--- START Extracted data ---

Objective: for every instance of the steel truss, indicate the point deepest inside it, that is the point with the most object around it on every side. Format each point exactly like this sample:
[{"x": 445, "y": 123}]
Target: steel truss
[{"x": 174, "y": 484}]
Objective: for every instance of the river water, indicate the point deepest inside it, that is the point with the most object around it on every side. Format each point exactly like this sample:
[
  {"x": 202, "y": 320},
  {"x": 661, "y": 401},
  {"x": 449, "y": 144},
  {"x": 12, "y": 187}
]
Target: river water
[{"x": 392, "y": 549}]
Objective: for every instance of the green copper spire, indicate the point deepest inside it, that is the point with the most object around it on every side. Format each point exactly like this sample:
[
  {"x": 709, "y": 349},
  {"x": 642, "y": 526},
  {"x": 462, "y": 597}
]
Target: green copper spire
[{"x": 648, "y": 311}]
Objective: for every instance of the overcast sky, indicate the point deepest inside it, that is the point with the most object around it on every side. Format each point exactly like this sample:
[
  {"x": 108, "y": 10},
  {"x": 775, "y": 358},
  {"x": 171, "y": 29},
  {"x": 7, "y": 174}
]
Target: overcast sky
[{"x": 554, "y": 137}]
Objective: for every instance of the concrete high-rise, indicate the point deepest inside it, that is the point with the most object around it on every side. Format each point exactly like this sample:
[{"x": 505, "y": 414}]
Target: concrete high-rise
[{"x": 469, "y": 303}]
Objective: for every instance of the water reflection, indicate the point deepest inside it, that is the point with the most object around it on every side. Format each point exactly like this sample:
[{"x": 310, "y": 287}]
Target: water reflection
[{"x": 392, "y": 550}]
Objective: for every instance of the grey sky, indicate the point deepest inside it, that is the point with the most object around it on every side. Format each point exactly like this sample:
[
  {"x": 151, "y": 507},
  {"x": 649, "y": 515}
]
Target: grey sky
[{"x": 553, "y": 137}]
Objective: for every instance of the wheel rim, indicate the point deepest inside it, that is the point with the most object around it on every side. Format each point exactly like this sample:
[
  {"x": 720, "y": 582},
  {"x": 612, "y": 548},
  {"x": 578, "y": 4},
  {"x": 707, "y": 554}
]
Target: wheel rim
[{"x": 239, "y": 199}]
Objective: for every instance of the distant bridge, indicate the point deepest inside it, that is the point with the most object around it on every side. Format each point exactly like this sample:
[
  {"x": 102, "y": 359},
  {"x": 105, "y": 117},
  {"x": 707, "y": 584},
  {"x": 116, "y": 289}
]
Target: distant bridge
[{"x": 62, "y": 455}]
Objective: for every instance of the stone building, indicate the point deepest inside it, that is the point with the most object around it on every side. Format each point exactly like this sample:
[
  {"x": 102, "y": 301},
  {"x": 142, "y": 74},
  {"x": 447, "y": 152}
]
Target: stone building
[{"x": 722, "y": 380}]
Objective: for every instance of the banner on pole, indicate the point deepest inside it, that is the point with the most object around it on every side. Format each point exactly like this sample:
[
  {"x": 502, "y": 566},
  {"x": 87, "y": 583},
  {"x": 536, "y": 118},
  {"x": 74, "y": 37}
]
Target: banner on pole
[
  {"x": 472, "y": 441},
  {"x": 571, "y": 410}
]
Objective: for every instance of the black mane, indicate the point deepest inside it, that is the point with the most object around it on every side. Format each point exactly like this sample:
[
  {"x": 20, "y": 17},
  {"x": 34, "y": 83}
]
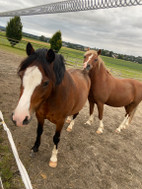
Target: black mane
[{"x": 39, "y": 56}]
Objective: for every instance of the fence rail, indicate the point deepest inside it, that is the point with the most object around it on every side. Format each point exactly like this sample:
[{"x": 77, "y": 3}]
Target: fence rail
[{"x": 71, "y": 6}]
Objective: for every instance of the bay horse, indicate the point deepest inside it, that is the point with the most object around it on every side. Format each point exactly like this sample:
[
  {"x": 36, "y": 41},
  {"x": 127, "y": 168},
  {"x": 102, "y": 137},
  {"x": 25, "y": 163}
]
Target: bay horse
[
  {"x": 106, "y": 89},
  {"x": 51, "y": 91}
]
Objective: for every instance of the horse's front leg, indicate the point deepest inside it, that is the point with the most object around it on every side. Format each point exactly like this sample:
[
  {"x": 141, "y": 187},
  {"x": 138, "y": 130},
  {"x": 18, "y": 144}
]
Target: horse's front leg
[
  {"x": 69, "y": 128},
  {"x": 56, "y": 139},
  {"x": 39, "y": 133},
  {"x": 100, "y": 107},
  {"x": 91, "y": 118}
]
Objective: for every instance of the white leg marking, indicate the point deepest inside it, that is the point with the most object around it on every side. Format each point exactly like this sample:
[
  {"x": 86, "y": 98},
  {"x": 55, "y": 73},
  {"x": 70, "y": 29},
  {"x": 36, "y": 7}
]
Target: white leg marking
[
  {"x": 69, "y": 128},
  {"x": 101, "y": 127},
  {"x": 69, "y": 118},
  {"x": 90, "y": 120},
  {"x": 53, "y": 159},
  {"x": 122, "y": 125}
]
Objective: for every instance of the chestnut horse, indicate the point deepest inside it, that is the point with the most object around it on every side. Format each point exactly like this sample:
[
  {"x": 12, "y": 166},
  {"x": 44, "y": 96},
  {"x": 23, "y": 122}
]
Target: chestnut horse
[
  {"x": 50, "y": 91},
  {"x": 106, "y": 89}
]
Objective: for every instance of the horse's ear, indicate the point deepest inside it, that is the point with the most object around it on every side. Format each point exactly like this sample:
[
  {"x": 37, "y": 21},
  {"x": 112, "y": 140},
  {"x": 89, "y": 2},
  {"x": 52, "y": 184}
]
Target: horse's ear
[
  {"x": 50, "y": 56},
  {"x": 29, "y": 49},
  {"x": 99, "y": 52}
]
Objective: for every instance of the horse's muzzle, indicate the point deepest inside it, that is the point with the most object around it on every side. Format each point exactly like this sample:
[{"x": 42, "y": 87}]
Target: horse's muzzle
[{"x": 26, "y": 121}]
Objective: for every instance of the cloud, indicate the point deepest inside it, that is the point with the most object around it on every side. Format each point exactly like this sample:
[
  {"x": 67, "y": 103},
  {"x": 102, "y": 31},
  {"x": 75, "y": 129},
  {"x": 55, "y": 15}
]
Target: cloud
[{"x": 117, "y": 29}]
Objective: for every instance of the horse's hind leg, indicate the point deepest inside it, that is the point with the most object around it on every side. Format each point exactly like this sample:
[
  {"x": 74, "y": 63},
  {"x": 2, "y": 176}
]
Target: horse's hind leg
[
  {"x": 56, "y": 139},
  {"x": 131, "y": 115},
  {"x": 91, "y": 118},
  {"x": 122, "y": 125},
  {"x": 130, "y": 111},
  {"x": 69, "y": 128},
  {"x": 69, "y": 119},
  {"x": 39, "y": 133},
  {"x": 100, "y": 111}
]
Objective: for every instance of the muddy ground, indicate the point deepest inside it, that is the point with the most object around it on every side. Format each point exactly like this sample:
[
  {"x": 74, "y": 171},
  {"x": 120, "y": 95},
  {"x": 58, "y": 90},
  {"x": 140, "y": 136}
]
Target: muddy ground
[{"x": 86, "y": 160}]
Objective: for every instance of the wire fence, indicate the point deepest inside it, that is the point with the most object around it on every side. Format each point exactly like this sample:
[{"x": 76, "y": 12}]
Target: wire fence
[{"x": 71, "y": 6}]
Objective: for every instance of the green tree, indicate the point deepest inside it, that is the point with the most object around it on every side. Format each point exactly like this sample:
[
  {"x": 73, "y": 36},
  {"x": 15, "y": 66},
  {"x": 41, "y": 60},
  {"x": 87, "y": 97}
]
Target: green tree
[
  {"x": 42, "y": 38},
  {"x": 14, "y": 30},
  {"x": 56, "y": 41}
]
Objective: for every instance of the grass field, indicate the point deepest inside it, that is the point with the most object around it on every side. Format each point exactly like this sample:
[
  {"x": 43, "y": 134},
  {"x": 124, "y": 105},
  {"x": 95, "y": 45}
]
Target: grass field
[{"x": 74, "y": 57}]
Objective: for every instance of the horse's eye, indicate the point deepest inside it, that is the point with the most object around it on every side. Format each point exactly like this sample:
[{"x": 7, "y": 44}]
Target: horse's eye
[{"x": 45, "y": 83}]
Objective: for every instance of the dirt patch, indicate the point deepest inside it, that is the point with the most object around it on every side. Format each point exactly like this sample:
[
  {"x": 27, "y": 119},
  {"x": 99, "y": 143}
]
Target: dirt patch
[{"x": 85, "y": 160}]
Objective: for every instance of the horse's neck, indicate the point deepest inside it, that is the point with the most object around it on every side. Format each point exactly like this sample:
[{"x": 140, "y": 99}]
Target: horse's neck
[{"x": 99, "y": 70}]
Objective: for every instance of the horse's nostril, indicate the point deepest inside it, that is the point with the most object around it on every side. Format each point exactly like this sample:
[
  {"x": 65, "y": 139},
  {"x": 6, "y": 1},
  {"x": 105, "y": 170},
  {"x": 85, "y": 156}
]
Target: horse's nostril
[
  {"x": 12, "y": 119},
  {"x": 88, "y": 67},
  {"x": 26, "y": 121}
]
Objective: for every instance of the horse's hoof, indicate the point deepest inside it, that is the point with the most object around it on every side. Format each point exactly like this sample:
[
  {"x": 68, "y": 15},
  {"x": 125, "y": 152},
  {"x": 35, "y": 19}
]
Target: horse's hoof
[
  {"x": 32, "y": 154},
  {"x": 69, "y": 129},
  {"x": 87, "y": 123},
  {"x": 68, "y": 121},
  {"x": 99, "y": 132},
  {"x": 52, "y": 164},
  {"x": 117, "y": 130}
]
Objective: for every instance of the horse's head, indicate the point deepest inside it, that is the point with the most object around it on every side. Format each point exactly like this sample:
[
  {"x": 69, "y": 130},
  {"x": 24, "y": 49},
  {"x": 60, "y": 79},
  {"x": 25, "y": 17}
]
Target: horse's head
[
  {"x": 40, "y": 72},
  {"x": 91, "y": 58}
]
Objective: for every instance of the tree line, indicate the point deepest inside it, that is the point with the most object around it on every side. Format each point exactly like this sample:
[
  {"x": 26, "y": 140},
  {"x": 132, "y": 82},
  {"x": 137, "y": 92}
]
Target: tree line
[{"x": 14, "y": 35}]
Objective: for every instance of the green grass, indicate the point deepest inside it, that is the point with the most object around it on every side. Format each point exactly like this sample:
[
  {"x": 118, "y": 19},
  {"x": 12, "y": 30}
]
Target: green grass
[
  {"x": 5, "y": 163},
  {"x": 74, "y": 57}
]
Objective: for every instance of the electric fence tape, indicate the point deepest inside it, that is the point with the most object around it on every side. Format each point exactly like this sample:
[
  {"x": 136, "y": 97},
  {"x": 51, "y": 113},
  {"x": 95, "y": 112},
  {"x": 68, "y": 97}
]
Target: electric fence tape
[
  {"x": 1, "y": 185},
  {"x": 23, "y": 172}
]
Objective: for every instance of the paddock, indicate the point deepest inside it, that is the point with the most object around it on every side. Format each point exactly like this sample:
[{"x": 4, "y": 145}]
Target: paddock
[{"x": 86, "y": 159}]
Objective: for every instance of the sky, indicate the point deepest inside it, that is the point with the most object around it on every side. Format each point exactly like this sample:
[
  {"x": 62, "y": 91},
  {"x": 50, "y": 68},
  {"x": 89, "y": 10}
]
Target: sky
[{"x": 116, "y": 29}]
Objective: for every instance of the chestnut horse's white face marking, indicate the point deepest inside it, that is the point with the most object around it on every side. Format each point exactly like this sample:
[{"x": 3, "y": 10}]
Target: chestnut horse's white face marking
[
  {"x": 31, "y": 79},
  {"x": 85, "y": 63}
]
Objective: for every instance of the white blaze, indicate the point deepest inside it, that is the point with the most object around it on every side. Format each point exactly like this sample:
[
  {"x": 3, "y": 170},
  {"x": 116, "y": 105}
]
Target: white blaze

--- END Extracted data ---

- **Aim**: Exactly as written, give again every line from the one containing "Objective: for every instance of the chestnut horse's" through the last line of the material above, and no other lines.

- **Exercise solution**:
Objective: for every instance of the chestnut horse's white face marking, indicate the point deepest inside it, that is the point with the most object around it on every side. Format each point exactly like this sample:
[{"x": 3, "y": 10}]
Target: chestnut horse's white face marking
[
  {"x": 31, "y": 79},
  {"x": 85, "y": 63}
]
Objective: for every instance of the white blaze, indicate the point deepest inside it, that is the point with the most object around it on every side. Format each point exactly like this sample:
[
  {"x": 3, "y": 170},
  {"x": 116, "y": 105}
]
Target: white blaze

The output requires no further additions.